START DATA FOR THIS TASK

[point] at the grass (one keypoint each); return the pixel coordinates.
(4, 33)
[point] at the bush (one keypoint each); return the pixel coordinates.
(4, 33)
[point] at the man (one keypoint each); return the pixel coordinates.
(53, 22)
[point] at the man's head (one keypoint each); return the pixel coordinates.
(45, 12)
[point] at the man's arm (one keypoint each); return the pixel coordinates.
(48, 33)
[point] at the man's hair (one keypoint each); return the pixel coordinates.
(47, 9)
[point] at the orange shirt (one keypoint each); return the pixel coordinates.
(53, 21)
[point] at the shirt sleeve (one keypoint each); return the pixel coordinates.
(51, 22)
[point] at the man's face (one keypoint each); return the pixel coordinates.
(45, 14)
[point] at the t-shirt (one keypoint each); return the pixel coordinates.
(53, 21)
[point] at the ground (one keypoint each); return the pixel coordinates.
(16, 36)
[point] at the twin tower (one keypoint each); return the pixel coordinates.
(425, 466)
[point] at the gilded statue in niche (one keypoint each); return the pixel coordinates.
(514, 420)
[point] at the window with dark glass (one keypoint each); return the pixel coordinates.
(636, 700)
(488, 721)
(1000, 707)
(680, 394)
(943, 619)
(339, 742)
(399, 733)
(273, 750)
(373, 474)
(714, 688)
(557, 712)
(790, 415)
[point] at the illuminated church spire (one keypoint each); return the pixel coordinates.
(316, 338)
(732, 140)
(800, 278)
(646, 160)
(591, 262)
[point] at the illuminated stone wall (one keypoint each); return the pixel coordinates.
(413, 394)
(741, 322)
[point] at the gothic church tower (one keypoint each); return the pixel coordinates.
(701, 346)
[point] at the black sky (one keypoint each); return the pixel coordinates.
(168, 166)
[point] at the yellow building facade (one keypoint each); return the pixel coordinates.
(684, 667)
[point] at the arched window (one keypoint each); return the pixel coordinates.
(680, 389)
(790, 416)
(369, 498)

END DATA FOR THIS TASK

◆ **WHAT TO WORK ON**
The response has to contain every record shown above, unaltered and complete.

◆ **RESPONSE**
[point] at the grass (one keypoint each); return the pixel coordinates.
(4, 33)
[point] at the bush (one keypoint each); return the pixel coordinates.
(4, 33)
[point] at the man (one keypoint each); return the pixel coordinates.
(53, 22)
[point] at the man's head (one keypoint each); return the pixel coordinates.
(45, 12)
[point] at the man's arm (one keypoint each); return the pixel coordinates.
(48, 33)
[point] at the man's hair (one keypoint each); return the pixel coordinates.
(47, 9)
[point] at the orange shirt (one keypoint each); return the pixel coordinates.
(53, 21)
[point] at the shirt sleeve (one keypoint each); return the pixel coordinates.
(51, 22)
[point] at the man's face (one keypoint each); return the pixel coordinates.
(45, 14)
[point] at the t-shirt (one keypoint each); return the pixel coordinates.
(53, 21)
[point] at the ground (one keypoint each); return the pixel coordinates.
(16, 36)
[point] at the twin tower (one keypoint each); return the pixel coordinates.
(425, 466)
[point] at the gilded statue in niche (one keypoint each); return the pixel coordinates.
(514, 420)
[point] at the window with dark glass (one keypoint each); return the pixel coordinates.
(636, 700)
(488, 721)
(1000, 707)
(680, 394)
(943, 619)
(339, 742)
(399, 733)
(273, 750)
(373, 474)
(714, 688)
(557, 712)
(790, 415)
[point] at the illuminated church spire (one keypoint each); return the pixel coordinates.
(316, 338)
(732, 140)
(800, 278)
(646, 160)
(591, 262)
[point] at the illuminated stone wall (one keypoint each); return the pixel coordinates.
(413, 394)
(741, 322)
[point] at the gothic church tower (one keypoint each); return the pixel coordinates.
(701, 346)
[point] at the black sky (one keypoint each); return the pixel coordinates.
(168, 166)
[point] at the yellow building facade (one keypoint each); return the pixel coordinates.
(684, 667)
[point] at the arched window (one keypoint each); return the pixel coordinates.
(680, 389)
(790, 416)
(369, 498)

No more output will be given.